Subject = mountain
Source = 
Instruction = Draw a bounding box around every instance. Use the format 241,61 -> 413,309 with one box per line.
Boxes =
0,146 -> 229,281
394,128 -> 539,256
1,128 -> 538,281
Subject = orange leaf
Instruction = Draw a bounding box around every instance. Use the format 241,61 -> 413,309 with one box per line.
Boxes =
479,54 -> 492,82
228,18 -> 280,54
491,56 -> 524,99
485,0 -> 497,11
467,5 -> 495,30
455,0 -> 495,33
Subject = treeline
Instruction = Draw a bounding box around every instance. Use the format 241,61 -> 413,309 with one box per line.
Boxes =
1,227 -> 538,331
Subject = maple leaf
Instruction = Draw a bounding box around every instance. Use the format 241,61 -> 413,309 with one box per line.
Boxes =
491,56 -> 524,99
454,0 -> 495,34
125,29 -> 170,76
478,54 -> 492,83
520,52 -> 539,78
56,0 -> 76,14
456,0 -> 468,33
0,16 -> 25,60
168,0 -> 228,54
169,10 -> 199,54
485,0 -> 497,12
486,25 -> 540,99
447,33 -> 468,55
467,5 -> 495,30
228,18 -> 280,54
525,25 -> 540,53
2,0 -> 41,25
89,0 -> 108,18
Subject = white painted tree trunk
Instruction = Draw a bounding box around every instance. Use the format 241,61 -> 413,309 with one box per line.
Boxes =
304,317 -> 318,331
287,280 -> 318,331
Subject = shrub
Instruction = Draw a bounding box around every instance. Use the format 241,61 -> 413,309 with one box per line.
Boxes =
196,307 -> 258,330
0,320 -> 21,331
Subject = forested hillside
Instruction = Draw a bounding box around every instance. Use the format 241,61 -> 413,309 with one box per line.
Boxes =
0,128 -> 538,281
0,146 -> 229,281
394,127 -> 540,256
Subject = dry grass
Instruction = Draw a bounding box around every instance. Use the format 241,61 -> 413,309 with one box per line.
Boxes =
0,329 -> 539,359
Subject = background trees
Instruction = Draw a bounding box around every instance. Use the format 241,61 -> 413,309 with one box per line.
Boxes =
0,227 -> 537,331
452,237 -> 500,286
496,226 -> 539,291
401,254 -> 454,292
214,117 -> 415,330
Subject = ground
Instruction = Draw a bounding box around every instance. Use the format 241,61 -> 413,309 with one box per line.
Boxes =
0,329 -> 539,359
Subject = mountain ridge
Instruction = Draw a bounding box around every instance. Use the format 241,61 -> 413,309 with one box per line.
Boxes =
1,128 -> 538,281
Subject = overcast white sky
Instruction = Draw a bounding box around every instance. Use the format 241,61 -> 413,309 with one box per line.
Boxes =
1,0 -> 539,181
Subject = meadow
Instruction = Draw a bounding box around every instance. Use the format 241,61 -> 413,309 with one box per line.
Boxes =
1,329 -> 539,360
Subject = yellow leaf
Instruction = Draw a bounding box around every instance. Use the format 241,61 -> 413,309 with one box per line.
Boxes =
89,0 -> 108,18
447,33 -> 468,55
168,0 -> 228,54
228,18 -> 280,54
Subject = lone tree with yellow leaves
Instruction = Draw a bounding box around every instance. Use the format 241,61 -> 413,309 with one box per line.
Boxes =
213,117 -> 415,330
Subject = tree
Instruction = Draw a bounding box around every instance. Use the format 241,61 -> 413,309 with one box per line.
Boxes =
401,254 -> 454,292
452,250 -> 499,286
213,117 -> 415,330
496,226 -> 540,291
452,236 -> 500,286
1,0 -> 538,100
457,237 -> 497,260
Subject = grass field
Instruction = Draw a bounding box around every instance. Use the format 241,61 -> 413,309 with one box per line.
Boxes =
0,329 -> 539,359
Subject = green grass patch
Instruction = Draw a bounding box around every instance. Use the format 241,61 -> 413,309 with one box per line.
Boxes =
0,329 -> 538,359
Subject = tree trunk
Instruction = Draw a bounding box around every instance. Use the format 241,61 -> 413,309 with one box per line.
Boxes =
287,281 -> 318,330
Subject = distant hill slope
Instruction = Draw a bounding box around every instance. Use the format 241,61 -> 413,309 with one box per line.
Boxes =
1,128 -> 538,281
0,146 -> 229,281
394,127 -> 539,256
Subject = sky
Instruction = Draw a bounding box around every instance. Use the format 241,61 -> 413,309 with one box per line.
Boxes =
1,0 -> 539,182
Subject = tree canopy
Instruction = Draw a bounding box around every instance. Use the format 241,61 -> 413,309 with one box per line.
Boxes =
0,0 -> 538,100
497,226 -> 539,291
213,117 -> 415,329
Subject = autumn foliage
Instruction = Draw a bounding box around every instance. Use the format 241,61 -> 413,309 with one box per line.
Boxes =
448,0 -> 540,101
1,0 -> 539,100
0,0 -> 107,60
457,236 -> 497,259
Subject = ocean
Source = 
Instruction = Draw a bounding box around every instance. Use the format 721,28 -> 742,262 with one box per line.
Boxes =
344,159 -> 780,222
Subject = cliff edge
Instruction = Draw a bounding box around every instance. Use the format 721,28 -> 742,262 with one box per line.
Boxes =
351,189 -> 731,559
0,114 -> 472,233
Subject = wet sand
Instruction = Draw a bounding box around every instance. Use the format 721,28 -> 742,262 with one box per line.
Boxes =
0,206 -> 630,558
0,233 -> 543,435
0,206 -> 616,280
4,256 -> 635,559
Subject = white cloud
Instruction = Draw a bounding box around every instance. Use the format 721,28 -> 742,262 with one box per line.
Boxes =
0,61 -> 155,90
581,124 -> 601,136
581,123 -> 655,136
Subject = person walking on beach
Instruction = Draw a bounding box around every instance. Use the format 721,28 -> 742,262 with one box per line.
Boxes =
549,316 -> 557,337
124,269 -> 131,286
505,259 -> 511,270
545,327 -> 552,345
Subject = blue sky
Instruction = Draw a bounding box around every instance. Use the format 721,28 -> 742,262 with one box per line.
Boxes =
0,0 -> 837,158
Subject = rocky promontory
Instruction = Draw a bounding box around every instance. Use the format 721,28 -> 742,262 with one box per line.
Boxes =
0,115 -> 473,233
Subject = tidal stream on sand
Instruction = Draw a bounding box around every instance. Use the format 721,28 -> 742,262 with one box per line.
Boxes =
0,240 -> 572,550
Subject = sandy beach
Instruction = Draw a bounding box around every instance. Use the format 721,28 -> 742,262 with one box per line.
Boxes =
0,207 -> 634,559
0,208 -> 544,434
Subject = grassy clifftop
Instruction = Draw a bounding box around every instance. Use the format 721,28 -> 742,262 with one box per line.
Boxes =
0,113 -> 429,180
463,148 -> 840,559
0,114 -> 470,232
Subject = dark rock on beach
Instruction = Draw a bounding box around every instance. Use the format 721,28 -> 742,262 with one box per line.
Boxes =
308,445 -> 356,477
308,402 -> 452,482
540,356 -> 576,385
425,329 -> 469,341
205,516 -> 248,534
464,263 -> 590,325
------
> _TASK OBJECTIVE_
Please reproduce the material in its entirety, exactly as it stands.

> _WRITTEN RESPONSE_
Subject = mountain
Source = 
Instruction = Draw a bounding box around every instance. Use the format 241,61 -> 413,309 with one box per line.
Boxes =
0,146 -> 229,281
394,128 -> 539,256
1,128 -> 538,281
Subject = orange leaf
Instruction = Draw a bounding box around every instance. Use the format 241,61 -> 413,309 with one box per line.
Boxes =
479,54 -> 492,82
228,18 -> 280,54
491,56 -> 524,99
485,0 -> 497,11
467,5 -> 495,30
455,0 -> 495,33
Subject = treeline
Instruction = Draw a bounding box around every instance. Use the format 241,61 -> 413,309 with one box per line.
Boxes =
1,227 -> 538,331
Subject = maple leaf
Instruction = Draw a bounding box around every instance. Use the format 241,61 -> 413,309 with one box per line.
Boxes =
491,56 -> 524,99
454,0 -> 495,34
125,29 -> 170,76
478,54 -> 492,83
520,52 -> 539,78
56,0 -> 76,14
456,0 -> 468,33
0,16 -> 25,60
168,0 -> 228,54
169,10 -> 199,54
485,0 -> 497,12
486,25 -> 540,99
447,33 -> 468,55
467,5 -> 495,30
228,18 -> 280,54
525,25 -> 540,53
2,0 -> 41,25
89,0 -> 108,18
Subject = white painted tree trunk
Instruction = Draw a bounding box around every instance. Use the format 241,61 -> 413,309 with one box per line.
Boxes =
304,317 -> 318,331
287,280 -> 318,331
Subject = shrub
Instruction = Draw a bounding box around every instance. Use the format 241,61 -> 413,309 with one box per line.
Boxes =
196,307 -> 258,330
0,320 -> 21,331
Subject = forested hillside
Instruction = Draw a bounding box around every instance. Use the format 241,61 -> 413,309 with one box per line.
Boxes =
0,128 -> 538,281
0,146 -> 229,281
394,127 -> 540,256
Subject = dry grass
Instruction = Draw a bounding box around every instance. Use the format 241,61 -> 413,309 with one box per line.
Boxes =
0,329 -> 539,359
Subject = background trees
Instruction = Draw a bounding box around every instance. Use the format 241,61 -> 413,309 with one box per line.
Boxes =
0,227 -> 537,331
452,237 -> 500,286
496,226 -> 539,291
401,254 -> 454,292
214,117 -> 415,330
Subject = ground
Instruction = Draw a bounding box around every instance. Use the format 241,61 -> 413,309 with one box per line.
Boxes =
0,329 -> 539,359
Subject = mountain ridge
Instruction = Draw a bounding box around every instance. Use the format 241,61 -> 413,309 with one box per line.
Boxes =
1,128 -> 538,281
Subject = overcast white sky
Instruction = Draw a bounding box around every instance. Use the format 241,61 -> 413,309 with one box per line.
Boxes =
1,0 -> 539,181
Subject = meadow
Instruction = Draw a bounding box around every instance. Use the format 241,61 -> 413,309 with one box per line.
Boxes =
1,329 -> 539,360
Subject = yellow leaf
Instruction = Draw a bounding box around every instance. Use the format 241,61 -> 413,309 with one box per line.
Boxes =
89,0 -> 108,18
447,33 -> 468,55
168,0 -> 228,54
228,18 -> 280,54
Subject = lone tree with yellow leaves
Instruction = Draw a bounding box around every instance. Use the format 241,61 -> 413,309 with one box per line.
Boxes =
213,117 -> 415,330
Subject = tree
Instruction = Draw a bounding box around every instance. Use the format 241,61 -> 413,309 with one box per line.
Boxes =
401,254 -> 454,292
452,250 -> 499,286
213,117 -> 415,330
496,226 -> 540,291
452,236 -> 500,286
1,0 -> 538,100
457,237 -> 497,260
Subject = grass field
Instruction = Draw a bounding box around every instance. Use the format 241,61 -> 413,309 with one box per line.
Boxes =
0,329 -> 539,359
Subject = green grass patch
Instruction = Draw a bounding box around every instance. Use the format 241,61 -> 413,309 with one box per line.
Boxes =
0,329 -> 538,359
Subject = tree trunk
Instruction = Draw a bounding box around every instance. Use the format 241,61 -> 413,309 with one box per line.
Boxes =
287,281 -> 318,330
Subject = distant hill slope
Instruction = Draw a bounding box around every instance. Use the format 241,61 -> 413,309 with one box per line.
Boxes =
1,128 -> 538,281
0,146 -> 229,281
394,127 -> 539,256
Subject = sky
Instruction = Draw a bounding box around every instance. Use the format 241,61 -> 413,309 with one box per line.
Boxes =
1,0 -> 539,182
Subject = tree canopy
Instruction = Draw a bounding box around every instance. Use the format 241,61 -> 413,309 with one box per line.
Boxes =
0,0 -> 538,100
497,226 -> 539,291
213,117 -> 415,329
Subject = autumn foliage
Instruction = Draw a bounding box around every instance. Use the format 241,61 -> 413,309 with one box per line.
Boxes =
448,0 -> 540,101
1,0 -> 539,100
0,0 -> 107,60
457,236 -> 497,259
Subject = ocean
Source = 
Instruction = Draw a bounding box around every instance. Use the format 721,28 -> 742,262 with one box per line.
Boxes =
344,159 -> 780,222
Subject = cliff edge
Instruction = Draw a bounding box around every instance. Use the format 721,28 -> 742,262 with one box per line.
Boxes =
351,189 -> 731,559
0,114 -> 472,233
Subject = wet sand
Instruction = Draw a bounding box around every instance. Use the format 721,28 -> 742,262 with one box per line.
Boxes =
0,206 -> 630,558
0,233 -> 543,435
0,206 -> 616,280
4,256 -> 635,559
Subject = white cloud
Instruction = Draw a bounding box around every instance. Use the format 721,28 -> 742,262 with one box per line.
Boxes =
0,61 -> 155,90
581,124 -> 601,136
581,123 -> 655,136
Subject = person walking on beach
Instruction = Draw a bounding box around every instance. Use the format 721,28 -> 742,262 with one box per line.
Boxes =
549,316 -> 557,337
124,269 -> 131,286
505,259 -> 511,270
545,327 -> 552,345
Subject = blue sky
Instruction = Draw a bounding box around every instance. Use the format 721,28 -> 742,262 with one box per line.
Boxes =
0,0 -> 837,158
Subject = rocky promontory
Instruction = Draw a bounding box around every instance. Use the format 721,28 -> 742,262 with one box per line.
Boxes =
0,115 -> 473,233
Subject = tidal stream on sand
Instruction = Draw a bounding box around every instance. Use the format 721,28 -> 742,262 with one box per line.
Boxes =
0,240 -> 572,550
Subject = sandy beach
Instruction = Draw a bounding box around every instance. Use the format 721,28 -> 742,262 with one box per line.
Boxes =
0,207 -> 634,559
0,208 -> 544,434
Subject = grassy clifftop
Instruction = Draw a bounding box around every instance. Use the format 721,28 -> 742,262 with one box per line.
Boxes =
0,113 -> 429,180
463,148 -> 840,559
0,114 -> 470,232
Subject = dark rock on beach
Instruction = Draw a bounding box around every instance. Use the format 721,28 -> 742,262 with one box per line.
Boxes =
308,445 -> 356,477
308,402 -> 452,482
540,356 -> 576,385
425,329 -> 469,341
205,516 -> 248,534
464,263 -> 590,325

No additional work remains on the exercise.